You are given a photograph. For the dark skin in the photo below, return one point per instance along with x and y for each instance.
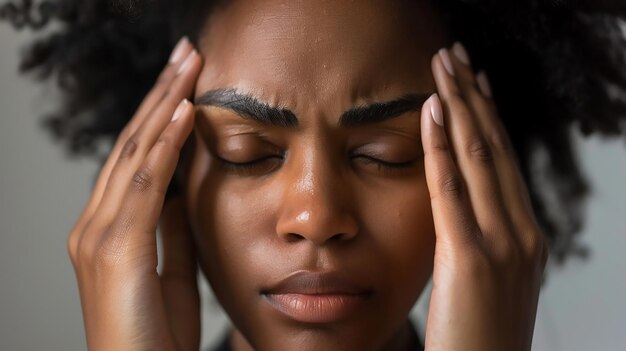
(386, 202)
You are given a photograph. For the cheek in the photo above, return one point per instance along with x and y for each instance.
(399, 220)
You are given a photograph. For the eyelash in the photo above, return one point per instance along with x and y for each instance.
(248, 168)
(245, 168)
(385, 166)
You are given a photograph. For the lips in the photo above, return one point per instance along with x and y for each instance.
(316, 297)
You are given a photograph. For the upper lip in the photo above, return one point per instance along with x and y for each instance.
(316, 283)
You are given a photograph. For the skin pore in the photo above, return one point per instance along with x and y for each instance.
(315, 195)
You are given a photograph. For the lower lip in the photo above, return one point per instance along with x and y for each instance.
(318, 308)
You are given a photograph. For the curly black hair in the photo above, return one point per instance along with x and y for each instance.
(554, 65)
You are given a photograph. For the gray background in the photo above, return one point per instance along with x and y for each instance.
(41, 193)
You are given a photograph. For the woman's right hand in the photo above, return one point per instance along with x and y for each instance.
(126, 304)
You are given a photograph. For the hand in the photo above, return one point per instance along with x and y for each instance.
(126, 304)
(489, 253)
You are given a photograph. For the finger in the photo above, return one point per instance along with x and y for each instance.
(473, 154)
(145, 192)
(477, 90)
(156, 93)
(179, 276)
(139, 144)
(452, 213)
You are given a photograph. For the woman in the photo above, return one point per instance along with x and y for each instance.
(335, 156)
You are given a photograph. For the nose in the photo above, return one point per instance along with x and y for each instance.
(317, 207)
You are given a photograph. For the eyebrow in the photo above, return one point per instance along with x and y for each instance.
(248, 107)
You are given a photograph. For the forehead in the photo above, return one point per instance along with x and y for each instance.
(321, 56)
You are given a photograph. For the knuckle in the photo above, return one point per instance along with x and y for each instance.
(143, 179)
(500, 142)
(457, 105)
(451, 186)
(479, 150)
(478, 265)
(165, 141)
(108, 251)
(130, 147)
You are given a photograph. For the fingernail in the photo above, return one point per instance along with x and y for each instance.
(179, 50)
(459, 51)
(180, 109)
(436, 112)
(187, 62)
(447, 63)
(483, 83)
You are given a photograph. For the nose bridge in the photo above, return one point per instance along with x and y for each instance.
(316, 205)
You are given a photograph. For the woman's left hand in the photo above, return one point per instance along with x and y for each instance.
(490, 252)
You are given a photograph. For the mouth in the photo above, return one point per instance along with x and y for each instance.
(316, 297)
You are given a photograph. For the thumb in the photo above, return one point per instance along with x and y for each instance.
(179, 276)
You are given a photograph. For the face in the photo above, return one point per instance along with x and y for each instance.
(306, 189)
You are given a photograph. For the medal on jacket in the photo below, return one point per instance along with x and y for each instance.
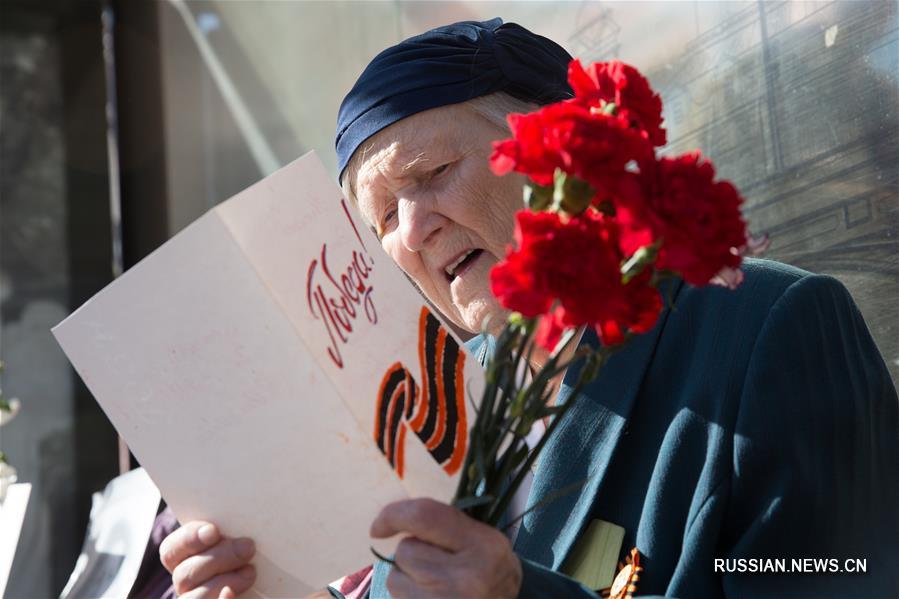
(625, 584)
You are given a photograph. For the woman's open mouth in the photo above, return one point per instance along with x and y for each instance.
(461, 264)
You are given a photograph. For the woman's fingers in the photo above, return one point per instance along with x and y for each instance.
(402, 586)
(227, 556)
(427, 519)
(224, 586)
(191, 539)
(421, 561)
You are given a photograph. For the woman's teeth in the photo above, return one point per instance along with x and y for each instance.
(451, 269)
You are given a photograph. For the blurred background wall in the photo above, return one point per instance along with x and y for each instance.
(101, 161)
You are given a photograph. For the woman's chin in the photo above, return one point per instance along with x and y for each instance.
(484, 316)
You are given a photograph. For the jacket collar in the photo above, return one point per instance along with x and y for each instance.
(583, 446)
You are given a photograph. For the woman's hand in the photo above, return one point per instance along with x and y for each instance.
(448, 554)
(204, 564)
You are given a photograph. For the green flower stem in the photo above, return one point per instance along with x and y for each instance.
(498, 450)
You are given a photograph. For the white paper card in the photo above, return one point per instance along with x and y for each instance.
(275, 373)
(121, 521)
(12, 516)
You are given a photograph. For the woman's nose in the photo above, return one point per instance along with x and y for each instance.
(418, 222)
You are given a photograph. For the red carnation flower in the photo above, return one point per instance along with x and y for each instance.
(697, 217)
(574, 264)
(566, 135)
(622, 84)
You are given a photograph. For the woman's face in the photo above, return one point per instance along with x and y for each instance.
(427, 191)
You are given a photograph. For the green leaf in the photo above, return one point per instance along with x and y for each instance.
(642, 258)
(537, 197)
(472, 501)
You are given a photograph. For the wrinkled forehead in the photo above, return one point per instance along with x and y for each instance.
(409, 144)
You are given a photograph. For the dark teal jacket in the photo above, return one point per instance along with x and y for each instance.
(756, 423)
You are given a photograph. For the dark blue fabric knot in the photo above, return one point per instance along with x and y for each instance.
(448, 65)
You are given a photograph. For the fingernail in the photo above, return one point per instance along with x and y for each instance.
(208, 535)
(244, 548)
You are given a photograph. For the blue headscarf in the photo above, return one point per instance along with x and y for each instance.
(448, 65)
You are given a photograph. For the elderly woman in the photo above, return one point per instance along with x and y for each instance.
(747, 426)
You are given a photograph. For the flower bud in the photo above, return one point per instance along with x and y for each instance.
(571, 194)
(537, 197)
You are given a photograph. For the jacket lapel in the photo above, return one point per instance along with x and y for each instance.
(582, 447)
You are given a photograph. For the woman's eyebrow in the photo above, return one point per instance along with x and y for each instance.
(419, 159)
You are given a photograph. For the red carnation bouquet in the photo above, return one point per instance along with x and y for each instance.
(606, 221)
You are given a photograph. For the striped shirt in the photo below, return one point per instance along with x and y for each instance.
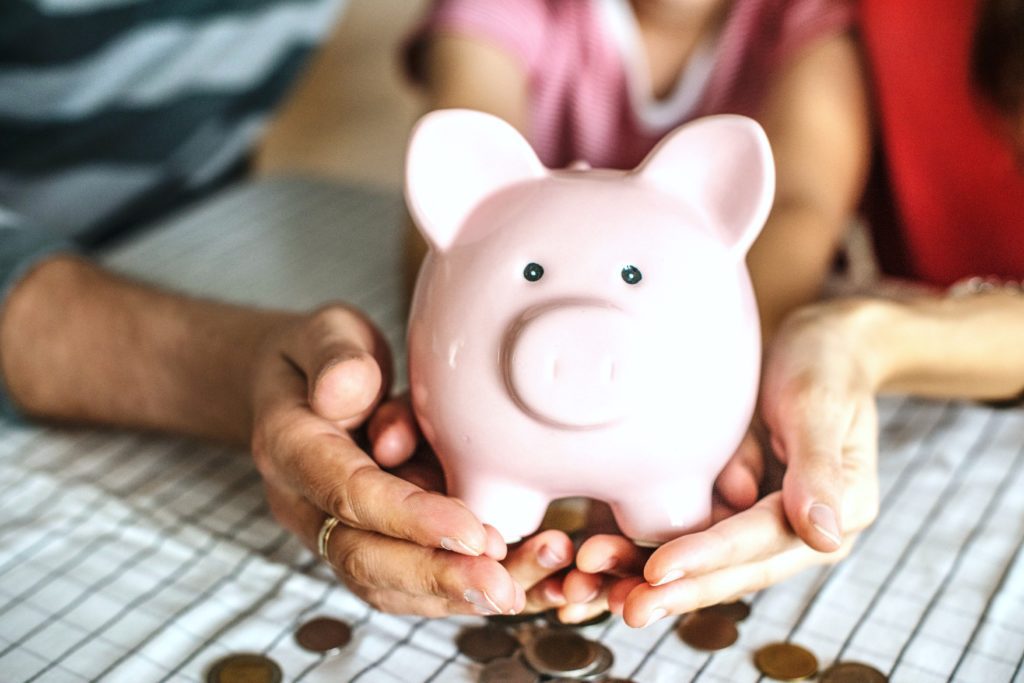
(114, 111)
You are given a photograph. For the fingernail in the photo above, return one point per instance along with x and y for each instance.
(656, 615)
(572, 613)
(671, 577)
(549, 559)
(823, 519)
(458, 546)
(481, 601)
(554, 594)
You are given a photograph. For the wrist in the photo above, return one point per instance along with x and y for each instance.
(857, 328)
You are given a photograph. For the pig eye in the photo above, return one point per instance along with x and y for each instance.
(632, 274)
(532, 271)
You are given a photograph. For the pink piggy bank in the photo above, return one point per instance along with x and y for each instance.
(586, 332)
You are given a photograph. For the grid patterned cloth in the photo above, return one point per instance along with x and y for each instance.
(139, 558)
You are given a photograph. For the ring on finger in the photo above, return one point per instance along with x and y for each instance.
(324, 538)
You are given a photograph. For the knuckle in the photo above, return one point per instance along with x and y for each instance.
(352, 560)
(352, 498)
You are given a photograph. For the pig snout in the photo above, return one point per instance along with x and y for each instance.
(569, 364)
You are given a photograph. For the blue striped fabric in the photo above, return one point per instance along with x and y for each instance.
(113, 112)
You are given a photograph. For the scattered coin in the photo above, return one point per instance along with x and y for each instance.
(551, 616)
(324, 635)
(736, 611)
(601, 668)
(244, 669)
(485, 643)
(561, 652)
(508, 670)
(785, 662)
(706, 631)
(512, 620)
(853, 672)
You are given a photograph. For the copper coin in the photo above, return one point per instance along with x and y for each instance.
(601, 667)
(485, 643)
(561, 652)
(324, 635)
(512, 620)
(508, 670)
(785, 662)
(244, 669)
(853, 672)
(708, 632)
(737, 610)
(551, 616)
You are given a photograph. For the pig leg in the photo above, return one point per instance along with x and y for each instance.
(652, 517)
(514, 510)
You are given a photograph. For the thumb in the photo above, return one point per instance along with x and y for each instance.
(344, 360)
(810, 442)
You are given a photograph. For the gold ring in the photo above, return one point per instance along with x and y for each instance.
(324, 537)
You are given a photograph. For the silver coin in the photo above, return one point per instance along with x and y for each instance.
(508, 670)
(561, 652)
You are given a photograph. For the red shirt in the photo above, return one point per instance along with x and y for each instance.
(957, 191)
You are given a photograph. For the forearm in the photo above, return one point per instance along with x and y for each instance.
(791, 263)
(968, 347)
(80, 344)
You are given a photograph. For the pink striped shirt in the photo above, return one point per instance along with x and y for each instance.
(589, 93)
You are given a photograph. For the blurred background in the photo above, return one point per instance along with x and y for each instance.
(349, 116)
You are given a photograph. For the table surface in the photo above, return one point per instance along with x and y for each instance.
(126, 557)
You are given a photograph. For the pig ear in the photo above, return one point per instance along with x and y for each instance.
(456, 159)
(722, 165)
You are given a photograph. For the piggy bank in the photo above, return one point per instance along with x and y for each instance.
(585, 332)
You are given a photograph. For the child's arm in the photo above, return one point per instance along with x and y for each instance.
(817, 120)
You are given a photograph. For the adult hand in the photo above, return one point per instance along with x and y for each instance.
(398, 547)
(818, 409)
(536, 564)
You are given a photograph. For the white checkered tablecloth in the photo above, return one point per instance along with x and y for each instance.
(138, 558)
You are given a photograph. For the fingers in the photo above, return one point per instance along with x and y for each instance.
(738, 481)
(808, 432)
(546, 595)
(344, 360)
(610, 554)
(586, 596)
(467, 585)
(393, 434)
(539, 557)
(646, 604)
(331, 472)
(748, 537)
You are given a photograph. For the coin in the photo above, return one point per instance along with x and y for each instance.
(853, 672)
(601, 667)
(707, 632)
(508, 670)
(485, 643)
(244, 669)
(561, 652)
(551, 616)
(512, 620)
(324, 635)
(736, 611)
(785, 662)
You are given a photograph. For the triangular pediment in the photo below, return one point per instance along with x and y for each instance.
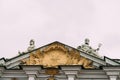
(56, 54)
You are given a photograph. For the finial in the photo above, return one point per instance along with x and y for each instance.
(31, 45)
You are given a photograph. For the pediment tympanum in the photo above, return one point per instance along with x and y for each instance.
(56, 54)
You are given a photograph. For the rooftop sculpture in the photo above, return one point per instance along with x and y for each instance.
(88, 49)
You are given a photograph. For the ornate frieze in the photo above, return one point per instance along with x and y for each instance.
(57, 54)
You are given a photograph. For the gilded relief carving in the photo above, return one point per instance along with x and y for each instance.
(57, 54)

= = = =

Word for word, restate the lines from the one containing "You are given a photograph. For the child's" through the end of the listing, and nothing more. Skip the pictures.

- [Full output]:
You are given a photograph. For the child's arm in the photo above, return one point per instance along with x and y for each instance.
(817, 120)
You are given a photograph. For the adult hand in the photo above, return one point per instance along with x and y for each instance.
(398, 547)
(818, 409)
(536, 564)
You are given a photograph. For the white checkered tablecloth in the photo above, return one point per instance along with x and y for each instance.
(138, 558)
You are given a photograph. For the fingers in the photo above, return one point per instance along with x and y for each instance.
(738, 481)
(808, 432)
(546, 595)
(344, 360)
(610, 554)
(586, 596)
(467, 585)
(393, 434)
(539, 557)
(646, 604)
(331, 472)
(748, 537)
You are given a photograph. For the coin in the photo above, return one point per instance along with x and y for each instance.
(853, 672)
(601, 667)
(707, 632)
(508, 670)
(485, 643)
(244, 669)
(561, 652)
(551, 616)
(512, 620)
(324, 635)
(736, 611)
(785, 662)
You are given a photograph. For the triangular pediment in the photo below, return one point per instance along with x and y for each instance.
(56, 54)
You are given a photograph. For the finial in the photo above, return one point per instance along with x and y for each instance.
(31, 45)
You are given a photograph. For the pediment tympanum in the photo above, return one point per instance along with x and y for each instance.
(56, 54)
You are given a photograph. For the rooftop sculpture in the photo above, return one point per instance along with x and y for each instance.
(88, 49)
You are given a photograph. For the ornate frieze in the photo above, return one point per instance along with x and y for each instance.
(57, 54)
You are given a photograph. For the gilded relief carving in the photo above, return one point per instance along with x and y for each instance.
(57, 54)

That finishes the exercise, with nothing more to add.